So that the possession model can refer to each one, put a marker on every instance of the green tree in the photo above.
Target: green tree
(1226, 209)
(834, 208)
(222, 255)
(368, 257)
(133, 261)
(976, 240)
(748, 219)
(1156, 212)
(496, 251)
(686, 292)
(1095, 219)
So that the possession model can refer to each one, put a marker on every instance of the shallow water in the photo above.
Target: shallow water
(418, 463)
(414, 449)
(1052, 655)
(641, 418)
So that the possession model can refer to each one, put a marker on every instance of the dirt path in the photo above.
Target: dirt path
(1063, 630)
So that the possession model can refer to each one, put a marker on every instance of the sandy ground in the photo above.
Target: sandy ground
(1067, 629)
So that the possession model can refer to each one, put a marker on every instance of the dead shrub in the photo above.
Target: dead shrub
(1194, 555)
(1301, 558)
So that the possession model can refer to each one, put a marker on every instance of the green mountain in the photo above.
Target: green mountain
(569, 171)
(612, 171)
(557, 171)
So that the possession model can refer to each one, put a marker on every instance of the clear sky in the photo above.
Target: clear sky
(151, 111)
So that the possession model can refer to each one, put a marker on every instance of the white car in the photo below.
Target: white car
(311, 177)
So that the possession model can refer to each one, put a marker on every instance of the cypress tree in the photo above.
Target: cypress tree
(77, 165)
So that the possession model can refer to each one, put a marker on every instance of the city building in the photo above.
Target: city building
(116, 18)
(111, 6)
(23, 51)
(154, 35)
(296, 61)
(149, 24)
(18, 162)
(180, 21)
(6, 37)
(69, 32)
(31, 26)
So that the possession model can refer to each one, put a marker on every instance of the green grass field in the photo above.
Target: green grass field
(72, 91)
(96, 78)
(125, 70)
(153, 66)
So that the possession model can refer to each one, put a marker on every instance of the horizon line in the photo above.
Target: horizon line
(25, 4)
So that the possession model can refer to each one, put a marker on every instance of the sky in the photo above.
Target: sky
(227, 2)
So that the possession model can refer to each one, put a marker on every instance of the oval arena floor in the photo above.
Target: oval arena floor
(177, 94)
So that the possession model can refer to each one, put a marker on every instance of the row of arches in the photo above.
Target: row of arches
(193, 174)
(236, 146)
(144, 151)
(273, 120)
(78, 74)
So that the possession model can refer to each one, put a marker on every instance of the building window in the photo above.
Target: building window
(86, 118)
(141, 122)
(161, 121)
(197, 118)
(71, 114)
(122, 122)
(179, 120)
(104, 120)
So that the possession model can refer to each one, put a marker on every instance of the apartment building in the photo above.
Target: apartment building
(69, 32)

__________________________________________________

§ **Brief**:
Reproduce all of the items above word for word, line by line.

§ **Solution to this task**:
So that the possession model can refer to each one, put a marker on every instance of the green tree in the photo above.
Target: green tree
(1226, 209)
(834, 208)
(222, 255)
(368, 257)
(133, 261)
(976, 240)
(748, 219)
(1156, 212)
(496, 251)
(686, 292)
(1095, 219)
So that the possession model can refer to each one, put a marker on every instance of the shallow water in the photo above.
Target: shallow water
(418, 463)
(414, 449)
(1052, 655)
(641, 418)
So that the possession model can refer to each one, put a marker on every instance of the dirt path in the photo above.
Target: dirt path
(1063, 630)
So that the possession model can refer to each one, put a marker on every instance of the sandy ground in the photo above.
Target: sandy ground
(1067, 629)
So that the possession model can refer to each one, put a marker on every instance of the dead shrub in the photo above.
Target: dead shrub
(1194, 555)
(1301, 558)
So that the possession model can refer to each one, put a marker on every instance of the green mountain in the photo above.
Target: green mountain
(569, 171)
(612, 171)
(557, 171)
So that the possession model can refer to each one, put a marker on every instance of the clear sky in the photo above.
Target: clear sky
(151, 111)
So that the possession model can refer to each one, put a marker on every instance of the white car in the photo below.
Target: white car
(311, 177)
So that the possession model can refer to each one, put a marker on every instance of the cypress tree in the photo above.
Target: cypress tree
(77, 165)
So that the possession model can refer to each one, put a marker on every instance of the city building in the photo above.
Target: city building
(116, 18)
(111, 6)
(23, 51)
(154, 35)
(296, 61)
(149, 24)
(18, 162)
(180, 21)
(6, 37)
(69, 32)
(31, 26)
So that the possession model can refer to each one, put a marker on every instance of the green grass field in the photo above.
Target: green grass field
(72, 91)
(96, 78)
(125, 70)
(153, 66)
So that the possession model can refer to each one, put a marker on every instance of the horizon line in the photo above.
Target: horizon line
(25, 4)
So that the possession model can refer to each one, put a marker on every instance of the sky in the photo above.
Target: sky
(227, 2)
So that the possession model can refer to each one, put a marker on every instance of the oval arena floor in the photo above.
Target: oval arena floor
(177, 94)
So that the possession model can refer to each one, put a marker on every instance of the row of arches in the photo above.
Target: row of arches
(193, 174)
(236, 146)
(144, 151)
(273, 120)
(78, 74)
So that the possession model can refer to each one, put a marker on every instance of the building window in the photo above.
Target: building window
(86, 118)
(141, 122)
(161, 121)
(197, 118)
(71, 114)
(122, 122)
(179, 120)
(104, 120)
So that the possession model can refer to each one, put a marker on every instance of the apartment building in the photo above.
Target: apartment building
(69, 32)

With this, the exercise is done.